__Assignment__.
Copy out the entire passage below about the running streak, word for word.

__Text segment__.
Most of us wish that the year 2020 was over with so we can move on to better times. However, days are precious in the twilight of your life. Each needs to be appreciated, even in these viral times of self isolation, hand-scrubbing, and mask wearing. Today was another running milestone for me, as “The Streak” reached 4,250 days (11.64 years). This morning was memorable because my clip-on radio keep slipping off my belt. It might have shattered on the pavement if it weren’t for the ear bud wires  that served as an umbilical cord. Each time it fell, the plastic casing dangled inches from the ground until I finally got it properly secured. With this distraction, the first mile took 13 minutes to complete.

[Items listed in a dataset]
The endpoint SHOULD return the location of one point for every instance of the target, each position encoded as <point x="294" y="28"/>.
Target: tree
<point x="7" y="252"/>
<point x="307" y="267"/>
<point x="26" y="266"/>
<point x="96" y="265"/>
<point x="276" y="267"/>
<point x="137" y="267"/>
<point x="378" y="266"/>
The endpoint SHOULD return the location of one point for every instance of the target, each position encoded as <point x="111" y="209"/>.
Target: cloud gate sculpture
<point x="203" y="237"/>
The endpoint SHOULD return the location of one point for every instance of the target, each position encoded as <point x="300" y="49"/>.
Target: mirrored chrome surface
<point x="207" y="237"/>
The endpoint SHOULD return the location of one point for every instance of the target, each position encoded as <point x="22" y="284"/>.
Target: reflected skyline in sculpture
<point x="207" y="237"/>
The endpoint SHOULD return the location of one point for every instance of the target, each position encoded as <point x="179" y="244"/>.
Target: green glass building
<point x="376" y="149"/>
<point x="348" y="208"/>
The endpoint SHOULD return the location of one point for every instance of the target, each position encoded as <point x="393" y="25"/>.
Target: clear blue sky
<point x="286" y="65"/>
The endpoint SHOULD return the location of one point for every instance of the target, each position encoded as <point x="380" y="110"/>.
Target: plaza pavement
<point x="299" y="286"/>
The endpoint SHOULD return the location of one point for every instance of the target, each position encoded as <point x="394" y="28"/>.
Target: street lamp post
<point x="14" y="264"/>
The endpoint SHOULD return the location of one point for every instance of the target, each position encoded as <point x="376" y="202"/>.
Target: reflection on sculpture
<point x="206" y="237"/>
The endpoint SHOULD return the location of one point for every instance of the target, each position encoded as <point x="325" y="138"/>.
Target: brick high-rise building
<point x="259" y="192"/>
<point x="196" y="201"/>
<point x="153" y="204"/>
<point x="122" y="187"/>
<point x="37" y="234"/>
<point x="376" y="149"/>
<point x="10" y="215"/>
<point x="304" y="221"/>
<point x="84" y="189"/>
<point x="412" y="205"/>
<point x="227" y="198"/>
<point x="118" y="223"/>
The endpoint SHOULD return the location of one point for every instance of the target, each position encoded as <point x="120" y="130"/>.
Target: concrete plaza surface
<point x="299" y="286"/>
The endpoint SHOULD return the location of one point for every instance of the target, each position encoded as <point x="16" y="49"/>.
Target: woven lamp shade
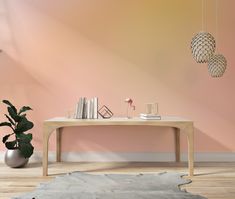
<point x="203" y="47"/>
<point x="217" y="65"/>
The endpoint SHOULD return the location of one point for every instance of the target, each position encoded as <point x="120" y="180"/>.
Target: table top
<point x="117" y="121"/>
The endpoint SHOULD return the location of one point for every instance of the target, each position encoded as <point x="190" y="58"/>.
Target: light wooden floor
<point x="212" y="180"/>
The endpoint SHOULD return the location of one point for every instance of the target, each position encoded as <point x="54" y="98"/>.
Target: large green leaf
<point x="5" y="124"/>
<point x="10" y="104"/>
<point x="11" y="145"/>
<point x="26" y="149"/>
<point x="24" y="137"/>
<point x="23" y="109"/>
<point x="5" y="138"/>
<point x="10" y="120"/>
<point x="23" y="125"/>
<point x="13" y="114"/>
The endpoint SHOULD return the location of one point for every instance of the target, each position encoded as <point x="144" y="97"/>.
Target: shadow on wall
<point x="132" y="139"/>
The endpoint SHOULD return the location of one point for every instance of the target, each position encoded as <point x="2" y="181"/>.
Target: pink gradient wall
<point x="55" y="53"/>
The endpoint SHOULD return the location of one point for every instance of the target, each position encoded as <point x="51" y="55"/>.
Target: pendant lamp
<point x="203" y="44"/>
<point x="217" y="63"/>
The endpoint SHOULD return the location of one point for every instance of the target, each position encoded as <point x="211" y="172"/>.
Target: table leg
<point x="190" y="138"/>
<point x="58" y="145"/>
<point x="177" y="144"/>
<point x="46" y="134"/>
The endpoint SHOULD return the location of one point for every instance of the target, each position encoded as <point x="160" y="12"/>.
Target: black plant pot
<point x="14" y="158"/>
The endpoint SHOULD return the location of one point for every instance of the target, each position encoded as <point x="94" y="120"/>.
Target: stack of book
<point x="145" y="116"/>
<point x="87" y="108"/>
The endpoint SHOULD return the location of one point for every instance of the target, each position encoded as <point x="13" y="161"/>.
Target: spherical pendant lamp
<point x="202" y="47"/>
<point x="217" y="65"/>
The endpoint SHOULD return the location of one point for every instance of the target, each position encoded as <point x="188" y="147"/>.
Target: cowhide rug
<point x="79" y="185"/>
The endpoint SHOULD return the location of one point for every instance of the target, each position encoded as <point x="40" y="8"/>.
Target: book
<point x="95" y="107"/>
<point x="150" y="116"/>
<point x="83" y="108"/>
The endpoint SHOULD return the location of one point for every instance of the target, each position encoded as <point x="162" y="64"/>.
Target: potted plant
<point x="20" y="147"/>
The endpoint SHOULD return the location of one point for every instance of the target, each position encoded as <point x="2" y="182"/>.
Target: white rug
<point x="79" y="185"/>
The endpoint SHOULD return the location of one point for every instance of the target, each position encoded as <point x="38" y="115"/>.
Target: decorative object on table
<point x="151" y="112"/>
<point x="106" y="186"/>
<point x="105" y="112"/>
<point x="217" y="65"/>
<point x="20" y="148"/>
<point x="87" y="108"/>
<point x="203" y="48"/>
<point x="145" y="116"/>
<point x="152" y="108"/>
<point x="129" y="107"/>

==

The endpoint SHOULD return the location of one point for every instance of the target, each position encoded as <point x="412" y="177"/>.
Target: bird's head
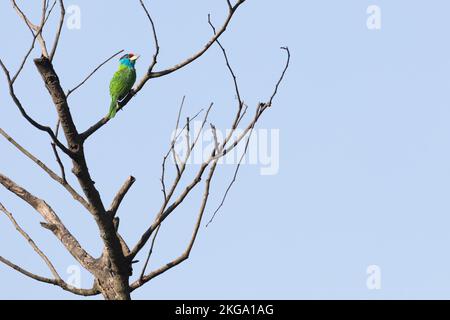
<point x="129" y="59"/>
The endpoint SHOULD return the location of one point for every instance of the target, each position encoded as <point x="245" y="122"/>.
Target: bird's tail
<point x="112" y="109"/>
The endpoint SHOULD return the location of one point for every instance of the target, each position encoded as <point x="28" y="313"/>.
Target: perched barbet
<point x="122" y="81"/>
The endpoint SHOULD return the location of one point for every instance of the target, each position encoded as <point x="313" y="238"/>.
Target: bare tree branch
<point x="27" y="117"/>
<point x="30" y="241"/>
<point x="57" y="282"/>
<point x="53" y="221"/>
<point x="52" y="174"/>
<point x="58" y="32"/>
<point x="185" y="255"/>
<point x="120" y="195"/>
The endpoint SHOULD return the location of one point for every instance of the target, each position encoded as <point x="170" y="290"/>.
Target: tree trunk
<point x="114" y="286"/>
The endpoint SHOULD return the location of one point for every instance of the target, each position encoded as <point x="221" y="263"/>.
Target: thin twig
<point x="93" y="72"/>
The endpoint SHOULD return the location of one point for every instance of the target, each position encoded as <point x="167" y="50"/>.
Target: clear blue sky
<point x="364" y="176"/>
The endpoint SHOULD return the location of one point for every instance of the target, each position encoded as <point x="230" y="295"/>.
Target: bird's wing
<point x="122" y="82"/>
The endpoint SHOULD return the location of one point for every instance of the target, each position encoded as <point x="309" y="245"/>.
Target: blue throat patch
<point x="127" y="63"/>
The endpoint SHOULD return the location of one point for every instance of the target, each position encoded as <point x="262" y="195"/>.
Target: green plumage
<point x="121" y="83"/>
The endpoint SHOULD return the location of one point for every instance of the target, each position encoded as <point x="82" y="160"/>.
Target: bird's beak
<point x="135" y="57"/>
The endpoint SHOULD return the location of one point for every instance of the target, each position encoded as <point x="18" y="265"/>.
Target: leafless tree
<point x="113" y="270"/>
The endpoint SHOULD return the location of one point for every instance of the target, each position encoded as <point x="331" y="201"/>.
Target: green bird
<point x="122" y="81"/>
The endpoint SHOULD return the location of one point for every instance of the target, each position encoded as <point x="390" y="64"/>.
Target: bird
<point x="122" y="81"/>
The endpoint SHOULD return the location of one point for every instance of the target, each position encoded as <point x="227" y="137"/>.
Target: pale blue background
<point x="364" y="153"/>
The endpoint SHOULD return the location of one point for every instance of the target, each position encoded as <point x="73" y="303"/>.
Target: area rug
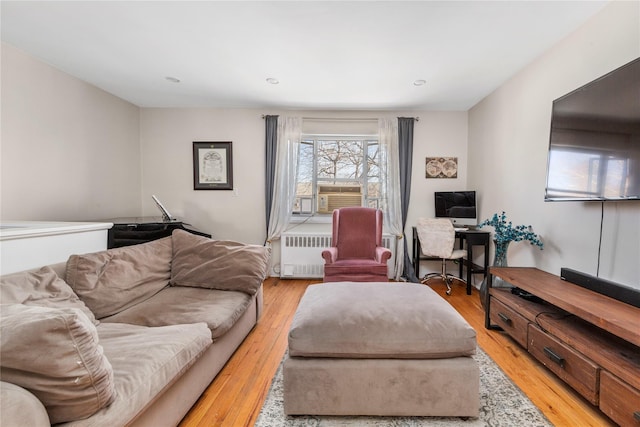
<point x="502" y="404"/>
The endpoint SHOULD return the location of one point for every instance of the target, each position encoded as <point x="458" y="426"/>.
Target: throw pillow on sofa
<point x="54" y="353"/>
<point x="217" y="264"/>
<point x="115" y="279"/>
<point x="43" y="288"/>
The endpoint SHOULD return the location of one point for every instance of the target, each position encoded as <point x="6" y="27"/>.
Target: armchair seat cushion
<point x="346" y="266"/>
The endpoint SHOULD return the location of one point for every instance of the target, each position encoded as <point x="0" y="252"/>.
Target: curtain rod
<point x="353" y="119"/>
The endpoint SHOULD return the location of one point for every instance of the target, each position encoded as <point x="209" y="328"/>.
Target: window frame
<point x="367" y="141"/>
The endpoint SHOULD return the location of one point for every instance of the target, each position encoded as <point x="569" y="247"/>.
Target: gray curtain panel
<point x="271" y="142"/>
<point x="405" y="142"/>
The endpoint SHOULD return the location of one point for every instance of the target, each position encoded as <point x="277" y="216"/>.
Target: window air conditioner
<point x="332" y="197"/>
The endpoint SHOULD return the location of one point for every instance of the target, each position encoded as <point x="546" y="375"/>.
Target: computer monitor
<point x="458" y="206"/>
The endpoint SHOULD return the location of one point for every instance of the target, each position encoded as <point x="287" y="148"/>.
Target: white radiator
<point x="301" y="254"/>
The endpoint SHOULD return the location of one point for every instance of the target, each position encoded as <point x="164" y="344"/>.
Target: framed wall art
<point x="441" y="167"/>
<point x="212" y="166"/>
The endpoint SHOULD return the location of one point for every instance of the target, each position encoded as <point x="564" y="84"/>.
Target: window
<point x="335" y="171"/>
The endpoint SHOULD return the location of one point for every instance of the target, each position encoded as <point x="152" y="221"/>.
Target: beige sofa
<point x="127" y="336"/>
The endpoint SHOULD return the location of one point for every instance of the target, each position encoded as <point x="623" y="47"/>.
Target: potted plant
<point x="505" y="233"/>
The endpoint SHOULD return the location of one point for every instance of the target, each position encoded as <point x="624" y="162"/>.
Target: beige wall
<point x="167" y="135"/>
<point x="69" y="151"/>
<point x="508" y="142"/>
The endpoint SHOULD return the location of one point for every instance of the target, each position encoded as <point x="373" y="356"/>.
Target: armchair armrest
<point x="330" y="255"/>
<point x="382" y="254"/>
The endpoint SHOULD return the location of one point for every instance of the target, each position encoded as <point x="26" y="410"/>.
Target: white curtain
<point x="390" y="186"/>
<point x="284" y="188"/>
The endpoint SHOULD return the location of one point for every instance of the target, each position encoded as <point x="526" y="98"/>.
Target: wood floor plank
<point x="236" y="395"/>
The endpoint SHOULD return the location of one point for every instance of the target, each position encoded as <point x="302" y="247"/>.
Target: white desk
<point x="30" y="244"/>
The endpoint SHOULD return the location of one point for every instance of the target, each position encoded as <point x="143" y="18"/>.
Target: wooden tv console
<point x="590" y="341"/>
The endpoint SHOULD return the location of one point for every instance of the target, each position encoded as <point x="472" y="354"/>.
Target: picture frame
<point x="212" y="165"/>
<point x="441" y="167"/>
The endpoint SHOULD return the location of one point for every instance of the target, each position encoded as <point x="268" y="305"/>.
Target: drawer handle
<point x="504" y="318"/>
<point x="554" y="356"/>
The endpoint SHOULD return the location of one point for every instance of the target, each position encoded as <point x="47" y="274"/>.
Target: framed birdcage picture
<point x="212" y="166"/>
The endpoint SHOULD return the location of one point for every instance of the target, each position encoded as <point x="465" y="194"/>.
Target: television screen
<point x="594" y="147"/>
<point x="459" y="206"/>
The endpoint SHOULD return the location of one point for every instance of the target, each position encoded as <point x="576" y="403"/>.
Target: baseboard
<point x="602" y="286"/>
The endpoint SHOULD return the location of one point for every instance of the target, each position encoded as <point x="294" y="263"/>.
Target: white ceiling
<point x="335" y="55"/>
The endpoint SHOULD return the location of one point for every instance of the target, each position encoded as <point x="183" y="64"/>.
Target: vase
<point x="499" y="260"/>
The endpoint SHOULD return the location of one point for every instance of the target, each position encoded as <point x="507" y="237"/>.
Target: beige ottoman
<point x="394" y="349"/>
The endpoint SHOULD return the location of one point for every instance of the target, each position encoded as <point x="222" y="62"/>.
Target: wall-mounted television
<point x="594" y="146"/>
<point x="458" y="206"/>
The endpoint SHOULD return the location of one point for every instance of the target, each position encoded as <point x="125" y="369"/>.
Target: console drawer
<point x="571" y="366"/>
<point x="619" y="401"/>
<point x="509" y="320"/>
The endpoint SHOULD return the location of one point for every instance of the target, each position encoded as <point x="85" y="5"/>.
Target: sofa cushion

--

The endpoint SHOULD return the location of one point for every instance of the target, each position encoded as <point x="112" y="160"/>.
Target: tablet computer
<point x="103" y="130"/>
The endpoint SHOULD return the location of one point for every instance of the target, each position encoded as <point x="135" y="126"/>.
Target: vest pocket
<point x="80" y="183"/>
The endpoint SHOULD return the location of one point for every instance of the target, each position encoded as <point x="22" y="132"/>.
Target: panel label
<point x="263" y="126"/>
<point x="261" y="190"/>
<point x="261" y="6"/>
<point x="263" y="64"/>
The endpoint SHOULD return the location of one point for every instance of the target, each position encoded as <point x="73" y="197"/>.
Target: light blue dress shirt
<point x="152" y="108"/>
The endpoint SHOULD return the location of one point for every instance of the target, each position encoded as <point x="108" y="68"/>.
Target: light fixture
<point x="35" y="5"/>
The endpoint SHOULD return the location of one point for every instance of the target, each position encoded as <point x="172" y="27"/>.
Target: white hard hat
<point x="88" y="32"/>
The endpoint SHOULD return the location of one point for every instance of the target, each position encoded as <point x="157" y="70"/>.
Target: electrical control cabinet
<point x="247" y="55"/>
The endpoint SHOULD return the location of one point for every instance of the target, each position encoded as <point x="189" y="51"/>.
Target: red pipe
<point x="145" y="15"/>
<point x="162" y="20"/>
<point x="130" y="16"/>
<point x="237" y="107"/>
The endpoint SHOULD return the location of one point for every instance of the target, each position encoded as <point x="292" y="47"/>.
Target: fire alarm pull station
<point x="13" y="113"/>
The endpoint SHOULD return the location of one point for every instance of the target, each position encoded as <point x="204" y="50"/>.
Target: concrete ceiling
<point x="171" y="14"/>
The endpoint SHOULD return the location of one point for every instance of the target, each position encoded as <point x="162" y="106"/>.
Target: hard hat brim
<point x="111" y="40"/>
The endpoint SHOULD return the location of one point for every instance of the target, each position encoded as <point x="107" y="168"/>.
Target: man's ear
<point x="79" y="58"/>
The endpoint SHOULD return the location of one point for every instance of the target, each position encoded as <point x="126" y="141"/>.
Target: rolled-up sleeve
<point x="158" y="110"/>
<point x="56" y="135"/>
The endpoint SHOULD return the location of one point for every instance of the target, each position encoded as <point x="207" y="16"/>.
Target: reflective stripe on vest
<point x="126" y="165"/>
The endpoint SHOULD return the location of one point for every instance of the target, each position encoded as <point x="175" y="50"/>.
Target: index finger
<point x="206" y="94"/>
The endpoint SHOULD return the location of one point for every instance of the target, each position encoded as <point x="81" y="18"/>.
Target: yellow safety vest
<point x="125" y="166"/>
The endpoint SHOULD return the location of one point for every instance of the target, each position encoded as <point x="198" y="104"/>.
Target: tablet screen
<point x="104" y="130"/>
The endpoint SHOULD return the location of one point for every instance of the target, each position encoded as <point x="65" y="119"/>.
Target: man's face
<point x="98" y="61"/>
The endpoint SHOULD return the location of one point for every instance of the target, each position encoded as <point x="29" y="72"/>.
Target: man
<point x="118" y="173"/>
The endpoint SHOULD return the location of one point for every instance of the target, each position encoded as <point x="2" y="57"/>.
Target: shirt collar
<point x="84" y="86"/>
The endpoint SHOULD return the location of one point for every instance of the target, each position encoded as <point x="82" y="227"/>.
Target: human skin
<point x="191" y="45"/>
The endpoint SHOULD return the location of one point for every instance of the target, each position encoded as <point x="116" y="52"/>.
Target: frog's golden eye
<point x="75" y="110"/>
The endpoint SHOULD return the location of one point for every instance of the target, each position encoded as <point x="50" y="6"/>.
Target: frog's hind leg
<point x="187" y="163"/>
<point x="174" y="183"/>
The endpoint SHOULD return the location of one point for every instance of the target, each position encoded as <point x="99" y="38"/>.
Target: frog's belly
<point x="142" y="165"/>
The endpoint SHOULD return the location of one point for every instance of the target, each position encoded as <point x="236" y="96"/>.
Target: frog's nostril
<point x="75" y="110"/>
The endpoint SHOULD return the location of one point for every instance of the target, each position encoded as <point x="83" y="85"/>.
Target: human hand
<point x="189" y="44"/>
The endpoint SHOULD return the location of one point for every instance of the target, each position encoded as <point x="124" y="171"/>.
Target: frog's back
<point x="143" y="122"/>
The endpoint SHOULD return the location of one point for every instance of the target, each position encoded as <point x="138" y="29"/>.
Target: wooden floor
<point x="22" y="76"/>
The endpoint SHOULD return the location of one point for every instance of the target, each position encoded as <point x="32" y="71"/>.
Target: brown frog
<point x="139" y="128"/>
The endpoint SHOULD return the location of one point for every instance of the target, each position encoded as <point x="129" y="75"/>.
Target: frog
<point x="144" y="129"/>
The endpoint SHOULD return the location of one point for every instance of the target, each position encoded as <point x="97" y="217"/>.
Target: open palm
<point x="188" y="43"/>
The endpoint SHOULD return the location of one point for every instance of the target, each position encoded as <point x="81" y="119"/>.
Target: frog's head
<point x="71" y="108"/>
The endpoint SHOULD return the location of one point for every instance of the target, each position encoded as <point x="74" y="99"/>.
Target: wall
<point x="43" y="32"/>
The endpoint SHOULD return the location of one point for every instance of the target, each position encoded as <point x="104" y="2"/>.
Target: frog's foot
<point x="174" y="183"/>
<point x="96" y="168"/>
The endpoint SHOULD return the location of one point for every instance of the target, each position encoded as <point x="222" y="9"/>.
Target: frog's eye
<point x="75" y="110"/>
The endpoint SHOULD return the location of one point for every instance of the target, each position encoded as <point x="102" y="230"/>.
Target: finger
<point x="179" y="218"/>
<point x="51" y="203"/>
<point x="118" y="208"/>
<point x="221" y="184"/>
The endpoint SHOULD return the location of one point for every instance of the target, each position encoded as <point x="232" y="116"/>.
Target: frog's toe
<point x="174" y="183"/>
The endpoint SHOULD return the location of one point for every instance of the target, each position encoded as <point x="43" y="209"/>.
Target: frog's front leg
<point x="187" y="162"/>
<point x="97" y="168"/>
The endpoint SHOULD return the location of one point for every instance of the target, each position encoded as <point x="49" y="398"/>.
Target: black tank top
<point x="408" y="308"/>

__Output for this exercise__.
Most of us wish that the year 2020 was over with so we can move on to better times. However, days are precious in the twilight of your life. Each needs to be appreciated, even in these viral times of self isolation, hand-scrubbing, and mask wearing. Today was another running milestone for me, as “The Streak” reached 4,250 days (11.64 years). This morning was memorable because my clip-on radio keep slipping off my belt. It might have shattered on the pavement if it weren’t for the ear bud wires  that served as an umbilical cord. Each time it fell, the plastic casing dangled inches from the ground until I finally got it properly secured. With this distraction, the first mile took 13 minutes to complete.